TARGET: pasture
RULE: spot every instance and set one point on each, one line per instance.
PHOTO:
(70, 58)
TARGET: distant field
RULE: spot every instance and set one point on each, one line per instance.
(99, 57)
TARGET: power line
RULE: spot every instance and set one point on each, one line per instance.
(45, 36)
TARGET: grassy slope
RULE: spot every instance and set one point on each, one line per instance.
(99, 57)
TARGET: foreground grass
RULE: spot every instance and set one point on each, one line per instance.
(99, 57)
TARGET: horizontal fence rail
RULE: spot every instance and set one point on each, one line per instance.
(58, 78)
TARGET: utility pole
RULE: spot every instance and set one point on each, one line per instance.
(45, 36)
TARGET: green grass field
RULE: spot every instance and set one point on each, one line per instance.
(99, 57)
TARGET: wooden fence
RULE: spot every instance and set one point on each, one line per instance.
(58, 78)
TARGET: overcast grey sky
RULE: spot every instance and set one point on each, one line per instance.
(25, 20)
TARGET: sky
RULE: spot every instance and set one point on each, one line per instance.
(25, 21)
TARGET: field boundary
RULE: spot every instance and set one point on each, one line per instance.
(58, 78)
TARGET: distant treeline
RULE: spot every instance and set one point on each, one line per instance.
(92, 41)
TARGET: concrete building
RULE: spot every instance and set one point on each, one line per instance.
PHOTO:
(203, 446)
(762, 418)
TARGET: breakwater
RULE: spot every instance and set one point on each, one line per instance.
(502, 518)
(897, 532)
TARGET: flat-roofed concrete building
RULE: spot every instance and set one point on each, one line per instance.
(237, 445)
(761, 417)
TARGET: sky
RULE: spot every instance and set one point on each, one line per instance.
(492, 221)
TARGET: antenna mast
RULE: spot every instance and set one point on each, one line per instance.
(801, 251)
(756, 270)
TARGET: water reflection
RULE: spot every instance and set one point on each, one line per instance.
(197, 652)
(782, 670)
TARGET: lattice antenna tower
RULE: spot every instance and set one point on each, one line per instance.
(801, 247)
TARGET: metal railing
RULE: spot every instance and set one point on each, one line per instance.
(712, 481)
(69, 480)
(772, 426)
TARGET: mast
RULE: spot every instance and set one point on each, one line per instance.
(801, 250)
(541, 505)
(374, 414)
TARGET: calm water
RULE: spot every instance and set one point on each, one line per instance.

• [Exercise prompt]
Output the material above exactly, but only from the line that carries "TARGET: concrete building" through the line that carries "TARGET: flat-roofed concrete building".

• [Written answer]
TARGET: concrete building
RULE: spot every instance and set one point on each, one line per instance.
PHOTO:
(203, 446)
(762, 418)
TARGET: breakwater
RULE: spot every instance and set one point on each, one line per instance.
(502, 518)
(897, 532)
TARGET: flat-roofed concrete building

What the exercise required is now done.